The hope that we might find a survivor or something useful was shattered once we got to the pile and understood the scope of what had happened. It was crushing, it was a debilitating hopelessness. From that day, that first disassociation, was the onset of my post traumatic stress disorder but I would go untreated for eighteen years.
Undicisettembre: How does 9/11 affect your life even today?
Craig Mazzara: I was recently, three years ago, diagnosed with post traumatic stress disorder but even before that I knew something was wrong, I knew I was no longer the same person. I wasn’t sure how and what had changed, but I was a lot angrier and constantly in a rage. I could fly into a rage for the smallest thing, I was always hyper-vigilant.
We worked sixteen hours shifts for several months after 9/11 and then we went to twelve hours shifts for about a year, and when you live with that constant pressure it becomes such an internal part of you that you carry it with you for the rest of your life. For the rest of your life you have to be aggressive and hyper-vigilant, you can’t show sign of letting up because you don’t want to be the weak link in the chain.
I was having nightmares, that rage that I couldn’t control and as a police officer as you can imagine it’s not a great thing. I had bouts of depression and I think that ties in with the hopelessness and helplessness that I felt. I definitely had what they call the survivor’s guilt, because two of my friends died in the rescue efforts in Ground Zero and I wondered “Why am I here when these other 2.600 other people lost their lives on that day?”. I felt guilty for being alive and that’s something I only recently started dealing with in a positive way with my therapist and my psychiatrist.
In 2019 I was having a conversation with a neighbor of mine and out of the blue she asked me “You were a cop in New York, right? Were you at Ground Zero?” I had disassociation again, I was off someplace else, very much like my physical body was able to continue that conversation with her, even a pretty coherent one, but it triggered something that caused for months a greater frequency of disassociation. I was having many more flashbacks and nightmares which were particularly graphic, violent and disturbing. So a few months later I thought it was PTSD and I took online quizzes and in everyone my score was off the charts, I had severe PTSD.

(EXTRACTED RECORDS)

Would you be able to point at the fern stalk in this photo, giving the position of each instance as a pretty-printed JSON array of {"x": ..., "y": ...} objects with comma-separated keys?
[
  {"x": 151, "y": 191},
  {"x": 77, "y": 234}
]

(PROMPT 1) According to the interview, how long did Mazzara go untreated for post traumatic stress disorder?
(PROMPT 2) Reproduce the interview verbatim from "Undicisettembre: How does" to "was always hyper-vigilant.".
(PROMPT 3) The interview's final paragraph describes a neighbor's question about Ground Zero. List each thing Mazzara says he then experienced more often.
The entries aren't needed for these tasks.

(EXERCISE RESULT 1) Eighteen years.

(EXERCISE RESULT 2)
Undicisettembre: How does 9/11 affect your life even today?
Craig Mazzara: I was recently, three years ago, diagnosed with post traumatic stress disorder but even before that I knew something was wrong, I knew I was no longer the same person. I wasn’t sure how and what had changed, but I was a lot angrier and constantly in a rage. I could fly into a rage for the smallest thing, I was always hyper-vigilant.

(EXERCISE RESULT 3)
- Disassociation
- Flashbacks
- Nightmares